• [What you are asked to do]:
Rewrite everything from the start of the items down to the line containing "column 353, row 42", swapping "dark night sky" for "black night sky" and leaving everything else unchanged.
:::::
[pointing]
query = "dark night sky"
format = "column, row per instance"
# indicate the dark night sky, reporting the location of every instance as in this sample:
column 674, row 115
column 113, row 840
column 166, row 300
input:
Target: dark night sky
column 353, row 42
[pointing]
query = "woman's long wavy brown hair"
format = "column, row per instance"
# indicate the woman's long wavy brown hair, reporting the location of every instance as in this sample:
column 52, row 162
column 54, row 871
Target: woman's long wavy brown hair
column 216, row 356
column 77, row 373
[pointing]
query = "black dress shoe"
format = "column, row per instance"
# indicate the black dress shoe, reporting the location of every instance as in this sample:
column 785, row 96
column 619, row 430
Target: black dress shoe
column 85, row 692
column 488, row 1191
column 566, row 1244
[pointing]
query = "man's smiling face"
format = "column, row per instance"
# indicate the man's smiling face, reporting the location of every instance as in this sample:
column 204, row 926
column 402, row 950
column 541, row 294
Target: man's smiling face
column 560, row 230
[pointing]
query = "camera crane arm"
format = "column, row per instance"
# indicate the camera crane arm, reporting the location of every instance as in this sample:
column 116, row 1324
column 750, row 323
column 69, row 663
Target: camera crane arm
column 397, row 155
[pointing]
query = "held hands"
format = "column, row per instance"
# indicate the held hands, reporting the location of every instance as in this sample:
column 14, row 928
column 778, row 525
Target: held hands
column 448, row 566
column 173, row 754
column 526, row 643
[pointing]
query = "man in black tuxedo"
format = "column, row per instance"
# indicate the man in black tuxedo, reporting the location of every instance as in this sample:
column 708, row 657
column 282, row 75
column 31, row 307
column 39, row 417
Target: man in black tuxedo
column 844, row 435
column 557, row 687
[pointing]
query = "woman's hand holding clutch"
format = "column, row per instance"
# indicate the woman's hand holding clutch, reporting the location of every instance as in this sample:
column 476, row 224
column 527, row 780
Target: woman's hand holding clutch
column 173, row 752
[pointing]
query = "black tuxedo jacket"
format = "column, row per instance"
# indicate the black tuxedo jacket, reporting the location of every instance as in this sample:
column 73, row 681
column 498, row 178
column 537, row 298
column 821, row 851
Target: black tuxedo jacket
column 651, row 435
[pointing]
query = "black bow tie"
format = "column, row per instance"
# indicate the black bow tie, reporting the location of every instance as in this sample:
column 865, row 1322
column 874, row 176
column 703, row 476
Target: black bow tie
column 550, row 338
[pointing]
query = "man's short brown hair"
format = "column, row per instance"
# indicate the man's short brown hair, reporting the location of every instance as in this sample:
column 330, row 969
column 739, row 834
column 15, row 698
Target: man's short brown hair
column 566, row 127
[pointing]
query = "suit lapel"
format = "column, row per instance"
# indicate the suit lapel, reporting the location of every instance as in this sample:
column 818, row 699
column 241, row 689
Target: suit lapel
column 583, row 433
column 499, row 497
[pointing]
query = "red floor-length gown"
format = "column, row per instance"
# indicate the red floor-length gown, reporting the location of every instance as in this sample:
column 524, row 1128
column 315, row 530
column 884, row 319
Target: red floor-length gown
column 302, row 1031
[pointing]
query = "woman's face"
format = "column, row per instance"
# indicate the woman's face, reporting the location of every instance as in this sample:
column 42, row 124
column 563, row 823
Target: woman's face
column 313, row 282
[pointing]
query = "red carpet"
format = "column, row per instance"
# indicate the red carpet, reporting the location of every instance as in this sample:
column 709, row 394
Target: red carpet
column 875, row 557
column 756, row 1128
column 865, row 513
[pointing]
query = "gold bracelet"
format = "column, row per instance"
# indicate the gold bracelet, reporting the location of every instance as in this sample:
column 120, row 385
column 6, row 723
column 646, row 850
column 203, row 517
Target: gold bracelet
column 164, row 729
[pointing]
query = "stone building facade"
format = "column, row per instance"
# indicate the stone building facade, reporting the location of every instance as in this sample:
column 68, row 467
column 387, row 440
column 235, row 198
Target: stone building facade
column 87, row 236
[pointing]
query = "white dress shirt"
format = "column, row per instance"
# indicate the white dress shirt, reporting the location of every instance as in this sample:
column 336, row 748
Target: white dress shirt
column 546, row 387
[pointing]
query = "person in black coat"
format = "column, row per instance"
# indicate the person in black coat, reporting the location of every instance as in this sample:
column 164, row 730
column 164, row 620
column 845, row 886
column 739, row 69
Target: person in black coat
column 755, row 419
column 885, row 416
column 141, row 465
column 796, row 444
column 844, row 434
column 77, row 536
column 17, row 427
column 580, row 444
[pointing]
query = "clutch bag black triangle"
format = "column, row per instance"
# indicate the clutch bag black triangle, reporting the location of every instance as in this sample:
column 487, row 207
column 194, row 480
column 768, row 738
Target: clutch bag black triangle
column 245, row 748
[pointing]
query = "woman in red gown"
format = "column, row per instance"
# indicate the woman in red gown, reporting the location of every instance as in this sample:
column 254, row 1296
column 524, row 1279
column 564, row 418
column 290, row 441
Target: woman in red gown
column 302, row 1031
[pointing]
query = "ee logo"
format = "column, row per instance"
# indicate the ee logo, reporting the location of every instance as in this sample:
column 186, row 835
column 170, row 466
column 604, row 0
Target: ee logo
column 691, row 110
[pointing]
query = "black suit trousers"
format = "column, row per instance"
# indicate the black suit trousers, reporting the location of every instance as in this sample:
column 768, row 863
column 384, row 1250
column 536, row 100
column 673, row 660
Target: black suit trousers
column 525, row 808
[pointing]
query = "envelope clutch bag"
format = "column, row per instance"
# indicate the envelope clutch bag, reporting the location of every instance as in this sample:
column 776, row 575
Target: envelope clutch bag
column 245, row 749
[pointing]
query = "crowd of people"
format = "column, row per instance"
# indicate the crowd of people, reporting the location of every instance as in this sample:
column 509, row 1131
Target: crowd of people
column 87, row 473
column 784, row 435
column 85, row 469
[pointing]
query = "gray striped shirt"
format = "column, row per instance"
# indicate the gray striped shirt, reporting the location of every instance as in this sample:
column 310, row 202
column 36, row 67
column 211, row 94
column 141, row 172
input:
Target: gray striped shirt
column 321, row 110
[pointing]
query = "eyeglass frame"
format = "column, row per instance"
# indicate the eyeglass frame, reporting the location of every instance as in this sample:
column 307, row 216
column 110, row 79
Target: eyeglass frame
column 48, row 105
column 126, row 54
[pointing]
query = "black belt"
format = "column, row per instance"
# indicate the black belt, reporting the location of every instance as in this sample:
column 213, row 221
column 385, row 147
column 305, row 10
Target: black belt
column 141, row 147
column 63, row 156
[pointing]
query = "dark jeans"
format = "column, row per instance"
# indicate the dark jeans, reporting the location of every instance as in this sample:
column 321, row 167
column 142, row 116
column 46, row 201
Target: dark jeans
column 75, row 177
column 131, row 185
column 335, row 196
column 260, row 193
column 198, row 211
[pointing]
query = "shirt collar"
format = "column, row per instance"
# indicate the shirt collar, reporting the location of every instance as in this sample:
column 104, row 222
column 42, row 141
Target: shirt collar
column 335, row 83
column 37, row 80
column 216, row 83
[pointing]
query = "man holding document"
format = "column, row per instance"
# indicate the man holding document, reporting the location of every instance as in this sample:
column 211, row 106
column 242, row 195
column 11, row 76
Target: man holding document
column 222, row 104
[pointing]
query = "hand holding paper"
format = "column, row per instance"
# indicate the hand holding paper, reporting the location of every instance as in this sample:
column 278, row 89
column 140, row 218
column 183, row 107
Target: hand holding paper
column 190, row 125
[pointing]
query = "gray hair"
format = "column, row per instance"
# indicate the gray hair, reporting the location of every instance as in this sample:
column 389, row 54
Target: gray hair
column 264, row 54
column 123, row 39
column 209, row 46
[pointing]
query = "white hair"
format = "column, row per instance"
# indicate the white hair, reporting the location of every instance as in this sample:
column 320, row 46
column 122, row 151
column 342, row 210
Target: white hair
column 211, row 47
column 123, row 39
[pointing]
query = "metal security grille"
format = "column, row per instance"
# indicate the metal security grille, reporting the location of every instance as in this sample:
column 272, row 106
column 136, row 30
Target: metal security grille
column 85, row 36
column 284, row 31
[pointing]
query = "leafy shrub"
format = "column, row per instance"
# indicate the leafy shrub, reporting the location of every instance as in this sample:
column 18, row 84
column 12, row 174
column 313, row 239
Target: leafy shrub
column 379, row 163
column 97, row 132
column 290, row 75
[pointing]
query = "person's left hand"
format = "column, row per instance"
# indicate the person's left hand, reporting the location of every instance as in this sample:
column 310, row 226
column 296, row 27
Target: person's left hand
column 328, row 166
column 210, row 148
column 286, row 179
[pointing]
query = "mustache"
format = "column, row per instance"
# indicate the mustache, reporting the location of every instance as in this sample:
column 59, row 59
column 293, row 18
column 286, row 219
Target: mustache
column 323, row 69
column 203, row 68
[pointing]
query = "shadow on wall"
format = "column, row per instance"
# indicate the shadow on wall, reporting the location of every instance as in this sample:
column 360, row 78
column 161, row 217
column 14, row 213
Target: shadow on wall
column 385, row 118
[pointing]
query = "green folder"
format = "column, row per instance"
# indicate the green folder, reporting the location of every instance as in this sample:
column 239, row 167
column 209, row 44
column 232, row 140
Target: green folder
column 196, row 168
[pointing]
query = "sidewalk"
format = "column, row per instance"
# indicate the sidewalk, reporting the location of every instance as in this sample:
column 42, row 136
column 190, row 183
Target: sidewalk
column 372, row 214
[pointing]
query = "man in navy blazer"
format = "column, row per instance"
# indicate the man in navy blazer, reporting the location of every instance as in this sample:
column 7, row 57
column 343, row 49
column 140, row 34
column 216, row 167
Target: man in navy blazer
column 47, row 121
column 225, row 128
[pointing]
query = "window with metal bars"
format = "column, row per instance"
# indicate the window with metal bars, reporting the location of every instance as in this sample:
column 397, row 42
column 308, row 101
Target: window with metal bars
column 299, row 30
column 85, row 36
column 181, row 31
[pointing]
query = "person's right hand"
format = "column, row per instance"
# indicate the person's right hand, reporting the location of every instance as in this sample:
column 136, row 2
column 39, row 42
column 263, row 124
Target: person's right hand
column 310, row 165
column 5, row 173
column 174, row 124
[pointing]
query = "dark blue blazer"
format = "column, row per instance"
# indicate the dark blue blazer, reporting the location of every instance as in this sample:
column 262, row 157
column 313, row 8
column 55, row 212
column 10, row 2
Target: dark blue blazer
:::::
• [Output of the exercise]:
[pointing]
query = "black night sky"
format = "column, row per instance"
# indicate the black night sky, reporting the location of every instance as in this sample:
column 674, row 115
column 113, row 840
column 166, row 300
input:
Target: black night sky
column 353, row 42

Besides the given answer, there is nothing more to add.